(Excerpts of location labeling data)
━━━━━━━━━━━━━━━━━━━━━━━━━━━━━━
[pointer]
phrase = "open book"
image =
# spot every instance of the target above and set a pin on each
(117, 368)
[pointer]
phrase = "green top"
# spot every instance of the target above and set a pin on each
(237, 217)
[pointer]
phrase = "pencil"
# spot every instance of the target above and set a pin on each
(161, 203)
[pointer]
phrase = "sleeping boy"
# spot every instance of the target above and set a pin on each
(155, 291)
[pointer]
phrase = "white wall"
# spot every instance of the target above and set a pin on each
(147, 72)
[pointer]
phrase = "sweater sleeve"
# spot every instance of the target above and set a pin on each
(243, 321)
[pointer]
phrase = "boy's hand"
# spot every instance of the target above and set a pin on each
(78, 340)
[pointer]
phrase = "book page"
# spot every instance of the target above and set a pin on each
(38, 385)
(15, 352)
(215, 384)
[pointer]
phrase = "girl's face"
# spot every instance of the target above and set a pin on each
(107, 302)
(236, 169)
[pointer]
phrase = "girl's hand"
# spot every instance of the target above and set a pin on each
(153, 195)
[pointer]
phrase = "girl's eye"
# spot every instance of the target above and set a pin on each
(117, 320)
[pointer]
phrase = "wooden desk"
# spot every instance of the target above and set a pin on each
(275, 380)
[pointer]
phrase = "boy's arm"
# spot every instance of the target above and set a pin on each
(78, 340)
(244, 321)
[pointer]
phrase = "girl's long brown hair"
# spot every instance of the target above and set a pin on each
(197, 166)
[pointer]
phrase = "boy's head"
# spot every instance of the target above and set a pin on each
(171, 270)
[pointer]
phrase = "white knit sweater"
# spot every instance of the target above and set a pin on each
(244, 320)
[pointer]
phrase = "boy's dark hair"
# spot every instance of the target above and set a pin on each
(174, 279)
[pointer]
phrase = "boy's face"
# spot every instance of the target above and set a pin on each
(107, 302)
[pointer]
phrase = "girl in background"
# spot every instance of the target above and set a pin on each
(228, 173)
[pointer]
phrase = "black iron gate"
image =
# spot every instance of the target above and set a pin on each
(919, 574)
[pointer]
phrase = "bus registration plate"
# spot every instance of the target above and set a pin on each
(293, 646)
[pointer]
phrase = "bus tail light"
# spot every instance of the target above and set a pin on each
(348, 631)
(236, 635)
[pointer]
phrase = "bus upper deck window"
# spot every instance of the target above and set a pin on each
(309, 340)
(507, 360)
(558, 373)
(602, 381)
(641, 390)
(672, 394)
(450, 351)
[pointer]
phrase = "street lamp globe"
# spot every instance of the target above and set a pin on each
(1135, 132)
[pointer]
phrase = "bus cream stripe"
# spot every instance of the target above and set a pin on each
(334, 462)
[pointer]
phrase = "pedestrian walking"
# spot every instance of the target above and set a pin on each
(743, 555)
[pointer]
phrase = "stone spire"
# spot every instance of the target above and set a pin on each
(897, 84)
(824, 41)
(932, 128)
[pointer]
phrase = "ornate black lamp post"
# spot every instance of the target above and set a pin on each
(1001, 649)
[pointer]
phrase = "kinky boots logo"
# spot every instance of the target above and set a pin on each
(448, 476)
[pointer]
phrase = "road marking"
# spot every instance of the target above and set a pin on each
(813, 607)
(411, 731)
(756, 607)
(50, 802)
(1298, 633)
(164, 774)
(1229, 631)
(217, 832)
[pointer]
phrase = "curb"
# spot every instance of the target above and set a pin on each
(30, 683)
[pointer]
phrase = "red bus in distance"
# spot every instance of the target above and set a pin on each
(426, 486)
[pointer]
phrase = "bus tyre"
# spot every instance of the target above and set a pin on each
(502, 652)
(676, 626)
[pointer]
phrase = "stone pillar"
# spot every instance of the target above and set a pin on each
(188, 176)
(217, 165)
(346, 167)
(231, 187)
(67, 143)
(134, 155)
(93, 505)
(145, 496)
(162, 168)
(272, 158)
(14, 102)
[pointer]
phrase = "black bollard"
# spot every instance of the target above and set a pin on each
━━━━━━━━━━━━━━━━━━━━━━━━━━━━━━
# [What is expected]
Copy every record exactly, with nothing added or dropped.

# [Result of the task]
[pointer]
phrase = "open book"
image =
# spot every instance of the target above and set a pin on each
(117, 368)
[pointer]
phrase = "green top"
# spot every instance of the target above and set a pin on each
(237, 217)
[pointer]
phrase = "pencil"
# spot every instance of the target above and set a pin on each
(161, 203)
[pointer]
phrase = "sleeping boy"
# spot every instance of the target above and set a pin on each
(155, 291)
[pointer]
phrase = "white wall"
# spot every instance of the target above and set a pin on each
(147, 72)
[pointer]
phrase = "sweater sleeve"
# spot every instance of the target above and set a pin on each
(243, 321)
[pointer]
phrase = "boy's hand"
# spot every instance of the target above and set a pin on each
(78, 340)
[pointer]
phrase = "book page"
# spot every instance of the target above and set a pin on each
(38, 385)
(15, 352)
(215, 384)
[pointer]
phrase = "girl's face"
# spot every instance of the target above and set a pin on each
(107, 302)
(236, 169)
[pointer]
phrase = "girl's hand"
# spot every instance of the target above and set a pin on each
(153, 195)
[pointer]
phrase = "girl's eye"
# spot every instance of the target above and set a pin on each
(117, 320)
[pointer]
phrase = "wooden desk"
# spot every instance of the target above and set a pin on each
(275, 380)
[pointer]
phrase = "boy's arm"
# spot every instance of the target above and set a pin on each
(78, 340)
(244, 321)
[pointer]
phrase = "girl's long brown hair"
# spot every instance of the target above and set a pin on each
(197, 166)
[pointer]
phrase = "boy's head"
# spot every instance of the target above and set a pin on each
(171, 270)
[pointer]
phrase = "white knit sweater"
# spot every instance of the target above and set a pin on each
(244, 320)
[pointer]
phrase = "boy's dark hair"
# spot every instance of the target above and set a pin on each
(174, 279)
[pointer]
phrase = "boy's face"
# spot every instance of the target above and set a pin on each
(107, 302)
[pointer]
phrase = "girl in background"
# spot every instance of the target above and set a pin on each
(228, 173)
[pointer]
phrase = "black iron gate"
image =
# spot every instance of the target above and set a pin on each
(919, 574)
[pointer]
phrase = "bus registration plate"
# spot every instance of the target above and set a pin on each
(293, 646)
[pointer]
phrase = "bus tail light"
# spot every instance of the target above and set a pin on each
(348, 631)
(236, 635)
[pointer]
phrase = "bus upper deck window"
# spot every instance of the target above and set a pin on each
(309, 340)
(507, 360)
(558, 373)
(602, 381)
(641, 390)
(672, 394)
(450, 351)
[pointer]
phrase = "street lamp globe"
# spot every instance of the target above and set a pin on each
(1135, 132)
[pointer]
phrase = "bus cream stripe"
# spot every instance of the target above and set a pin on each
(334, 462)
[pointer]
phrase = "pedestrian walking"
# spot every instance of the target above and set a pin on each
(743, 555)
[pointer]
phrase = "stone spire"
# spot every instance of the target above and set a pin on each
(897, 84)
(824, 41)
(932, 128)
[pointer]
phrase = "ornate black lamp post"
# spot every instance of the target above and set a pin on each
(1001, 649)
[pointer]
phrase = "kinky boots logo"
# spot every instance of the target above and set a pin on each
(448, 476)
[pointer]
phrase = "road marking"
# spot every instance of the target above and set a pin on each
(813, 607)
(411, 731)
(756, 607)
(50, 802)
(1298, 633)
(164, 774)
(1229, 631)
(217, 832)
[pointer]
phrase = "curb"
# spot every instance of the target above and set a pin on each
(30, 683)
[pointer]
phrase = "red bus in distance"
# spot every instance of the target above and set a pin on each
(426, 486)
[pointer]
phrase = "bus tyre"
# spot every instance of the target above and set a pin on each
(502, 652)
(676, 626)
[pointer]
phrase = "stone pillar"
# spot every instance of the target above and set a pin on each
(188, 176)
(217, 165)
(346, 167)
(231, 187)
(67, 143)
(134, 155)
(93, 505)
(145, 496)
(162, 168)
(272, 158)
(14, 102)
[pointer]
phrase = "black bollard"
# spot every instance of the target above and set a pin on each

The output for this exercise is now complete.